### Task directions
Edit each of the items below by swapping "pin" for "mark" wherever it occurs. Keep every other word and character the same.

Stored items:
********************

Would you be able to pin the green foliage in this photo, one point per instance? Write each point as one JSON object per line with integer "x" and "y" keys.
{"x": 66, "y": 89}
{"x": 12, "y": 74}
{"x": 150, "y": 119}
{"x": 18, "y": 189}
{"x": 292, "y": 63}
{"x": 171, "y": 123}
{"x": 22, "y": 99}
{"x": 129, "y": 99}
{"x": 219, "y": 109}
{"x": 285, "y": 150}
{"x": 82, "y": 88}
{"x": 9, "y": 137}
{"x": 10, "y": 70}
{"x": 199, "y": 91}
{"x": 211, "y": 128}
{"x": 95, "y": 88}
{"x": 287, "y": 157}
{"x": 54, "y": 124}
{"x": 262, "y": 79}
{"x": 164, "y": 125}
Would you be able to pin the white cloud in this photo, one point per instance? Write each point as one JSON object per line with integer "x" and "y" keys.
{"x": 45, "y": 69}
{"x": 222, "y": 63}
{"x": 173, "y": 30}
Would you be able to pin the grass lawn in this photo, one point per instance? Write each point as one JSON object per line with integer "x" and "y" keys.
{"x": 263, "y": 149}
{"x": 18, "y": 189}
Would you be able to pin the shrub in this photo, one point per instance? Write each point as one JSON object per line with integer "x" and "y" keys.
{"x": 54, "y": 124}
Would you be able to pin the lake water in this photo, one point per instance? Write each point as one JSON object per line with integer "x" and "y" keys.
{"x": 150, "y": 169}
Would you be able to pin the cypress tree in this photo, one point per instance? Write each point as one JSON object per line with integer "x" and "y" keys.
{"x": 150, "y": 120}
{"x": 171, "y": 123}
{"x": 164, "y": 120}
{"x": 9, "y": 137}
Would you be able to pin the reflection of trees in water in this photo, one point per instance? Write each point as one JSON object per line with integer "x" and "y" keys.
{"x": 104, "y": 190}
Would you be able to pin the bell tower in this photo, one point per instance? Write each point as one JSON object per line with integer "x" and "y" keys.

********************

### Solution for this exercise
Would you be able to mark the green foliage in this photo, one point per instance? Write each point as one JSON object per line with integer "x" and "y" keys.
{"x": 66, "y": 89}
{"x": 12, "y": 74}
{"x": 150, "y": 119}
{"x": 18, "y": 189}
{"x": 292, "y": 63}
{"x": 171, "y": 123}
{"x": 22, "y": 99}
{"x": 129, "y": 99}
{"x": 219, "y": 109}
{"x": 285, "y": 150}
{"x": 82, "y": 88}
{"x": 9, "y": 137}
{"x": 10, "y": 70}
{"x": 199, "y": 91}
{"x": 211, "y": 128}
{"x": 95, "y": 88}
{"x": 287, "y": 157}
{"x": 54, "y": 124}
{"x": 262, "y": 79}
{"x": 164, "y": 125}
Would you be able to mark the white cloud in this photo, one point per instance? Write each point as one JSON object per line with integer "x" and "y" keys.
{"x": 45, "y": 69}
{"x": 222, "y": 63}
{"x": 173, "y": 30}
Would you be able to mark the grass lawn in this photo, one point per instance? Write each point as one JSON object per line with integer "x" and "y" keys.
{"x": 263, "y": 149}
{"x": 18, "y": 189}
Would you be able to mark the shrub in this photo, one point per instance? Write each point as one JSON object per line with integer "x" and "y" keys.
{"x": 54, "y": 124}
Would you be able to mark the lake water in this photo, one point per instance? Write each point as one JSON object per line with integer "x" and "y" keys.
{"x": 150, "y": 169}
Would you be able to mark the cypress tree in this photo, one point per instance? Write each point as one JSON object per line with integer "x" and "y" keys.
{"x": 150, "y": 120}
{"x": 171, "y": 123}
{"x": 164, "y": 120}
{"x": 9, "y": 137}
Would you be able to mark the reflection of trees in water in this photo, one point per instance? Write each point as one JSON object per line with integer "x" and "y" keys.
{"x": 104, "y": 190}
Would you be able to mark the bell tower in this photo, one point per instance? Write each point as one JSON object per line with integer "x" and "y" keys.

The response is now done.